• What is required
Reproduce word for word every line from the one containing "Target: hairy stem" through the final line, both inclusive.

[Material to process start]

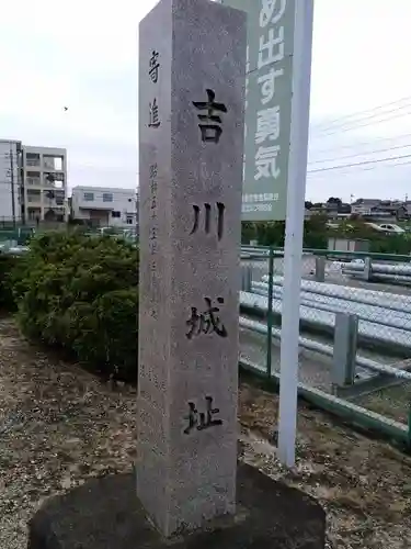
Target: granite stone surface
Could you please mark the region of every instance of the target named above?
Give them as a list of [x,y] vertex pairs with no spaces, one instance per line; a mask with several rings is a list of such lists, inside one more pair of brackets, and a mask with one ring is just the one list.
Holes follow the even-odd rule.
[[134,474],[89,480],[47,501],[28,549],[323,549],[326,514],[310,496],[240,464],[237,514],[164,539],[136,497]]
[[139,27],[137,495],[167,536],[236,507],[246,35],[208,0]]

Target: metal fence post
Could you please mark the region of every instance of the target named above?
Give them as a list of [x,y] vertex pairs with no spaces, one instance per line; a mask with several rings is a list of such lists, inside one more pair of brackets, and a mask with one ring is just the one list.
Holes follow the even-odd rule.
[[366,257],[364,260],[364,279],[369,281],[373,276],[373,260],[370,257]]
[[326,281],[326,258],[323,256],[316,257],[316,281]]
[[272,372],[272,337],[273,337],[273,287],[274,287],[274,249],[270,246],[269,254],[269,307],[266,323],[266,374],[271,378]]
[[358,317],[356,315],[335,313],[333,385],[344,386],[354,383],[357,334]]

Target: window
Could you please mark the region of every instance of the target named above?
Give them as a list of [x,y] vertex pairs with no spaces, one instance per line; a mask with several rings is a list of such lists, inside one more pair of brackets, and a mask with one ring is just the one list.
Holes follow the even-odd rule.
[[34,153],[27,153],[25,155],[25,164],[27,166],[38,166],[39,167],[39,155]]

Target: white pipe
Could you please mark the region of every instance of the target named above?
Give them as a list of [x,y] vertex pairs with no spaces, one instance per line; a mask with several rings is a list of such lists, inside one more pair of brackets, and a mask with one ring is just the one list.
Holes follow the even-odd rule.
[[[269,276],[264,274],[261,280],[269,282]],[[284,277],[275,276],[273,277],[273,284],[281,287],[283,285],[283,280]],[[379,305],[392,311],[411,313],[410,295],[397,295],[395,293],[378,292],[376,290],[365,290],[362,288],[342,287],[340,284],[324,282],[315,282],[312,280],[302,280],[301,290],[318,293],[320,295],[356,301],[357,303],[365,303],[367,305]]]
[[[256,311],[267,312],[267,298],[255,295],[249,292],[240,292],[240,304]],[[273,313],[282,314],[282,301],[273,300]],[[335,314],[326,311],[312,311],[306,305],[300,306],[299,317],[311,326],[333,330],[335,326]],[[410,333],[399,328],[386,328],[368,321],[358,322],[358,335],[390,346],[400,346],[403,349],[411,349]]]
[[[258,334],[262,335],[266,335],[267,333],[265,324],[244,318],[243,316],[240,316],[240,327],[250,329],[251,332],[256,332]],[[281,329],[273,327],[273,339],[281,340]],[[334,349],[331,345],[324,345],[316,341],[315,339],[308,339],[306,337],[299,336],[298,344],[304,349],[312,350],[315,352],[319,352],[320,355],[326,355],[327,357],[332,357],[334,355]],[[398,368],[393,368],[392,366],[381,365],[379,362],[376,362],[375,360],[372,360],[370,358],[362,357],[359,355],[356,356],[355,362],[357,366],[366,368],[367,370],[374,370],[379,373],[387,373],[396,378],[411,381],[411,372],[408,372],[407,370],[400,370]]]
[[[363,271],[364,265],[356,262],[342,262],[342,268],[345,270]],[[411,266],[407,264],[398,265],[385,265],[385,264],[372,264],[373,272],[384,273],[384,274],[408,274],[411,276]]]
[[[253,282],[251,289],[255,293],[259,293],[259,295],[267,295],[269,284],[266,282]],[[283,289],[281,287],[274,287],[273,293],[276,298],[281,299]],[[364,321],[411,332],[411,314],[409,313],[398,313],[396,311],[387,315],[387,309],[385,307],[364,305],[353,301],[350,302],[339,298],[329,298],[327,295],[305,291],[301,291],[301,303],[312,309],[328,311],[330,313],[352,313]]]

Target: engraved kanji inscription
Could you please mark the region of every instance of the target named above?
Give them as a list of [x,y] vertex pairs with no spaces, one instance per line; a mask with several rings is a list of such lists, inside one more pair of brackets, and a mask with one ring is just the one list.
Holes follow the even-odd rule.
[[159,58],[159,53],[153,49],[151,57],[150,57],[150,67],[148,74],[150,75],[151,81],[153,83],[157,83],[159,79],[159,67],[160,64],[158,61]]
[[206,411],[198,412],[194,402],[189,402],[189,415],[184,417],[187,419],[189,425],[184,429],[184,435],[189,435],[193,429],[204,430],[209,427],[222,425],[221,419],[216,419],[214,416],[219,414],[219,408],[213,407],[213,396],[206,396]]
[[203,142],[218,143],[221,134],[221,116],[218,113],[227,112],[227,107],[224,103],[215,102],[215,92],[207,89],[208,101],[193,101],[193,105],[203,111],[204,114],[198,114],[199,131]]
[[148,126],[149,127],[159,127],[160,126],[159,105],[157,104],[156,98],[150,103]]
[[[222,202],[217,202],[217,223],[216,223],[216,232],[217,232],[217,237],[220,240],[222,238],[224,234],[224,213],[226,210],[226,206],[222,204]],[[201,209],[197,204],[193,204],[193,227],[191,229],[191,235],[197,233],[198,227],[199,227],[199,217],[201,217]],[[204,204],[204,232],[206,234],[210,233],[210,226],[212,226],[212,205],[208,203]]]
[[[222,324],[219,317],[219,307],[213,306],[213,301],[210,298],[204,298],[206,302],[206,310],[198,313],[197,307],[191,307],[191,317],[186,321],[186,325],[190,328],[185,334],[187,339],[192,339],[194,336],[199,334],[217,334],[219,337],[227,337],[226,326]],[[224,304],[222,298],[217,298],[217,303]]]

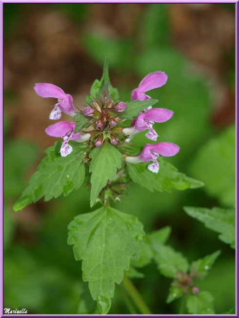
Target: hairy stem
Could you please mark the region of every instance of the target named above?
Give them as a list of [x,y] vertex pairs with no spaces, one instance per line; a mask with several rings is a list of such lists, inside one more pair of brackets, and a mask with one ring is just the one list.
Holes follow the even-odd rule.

[Material to process end]

• Task output
Target: hairy stem
Could you please mark the region of every instance of the target named above?
Give them as a list of [x,y] vertex pairs with no spaces, one instance per line; a mask with several rings is a list of such lists, inside one more pair of brackets, and a mask with one ring is just the one list.
Holes follow the even-odd rule.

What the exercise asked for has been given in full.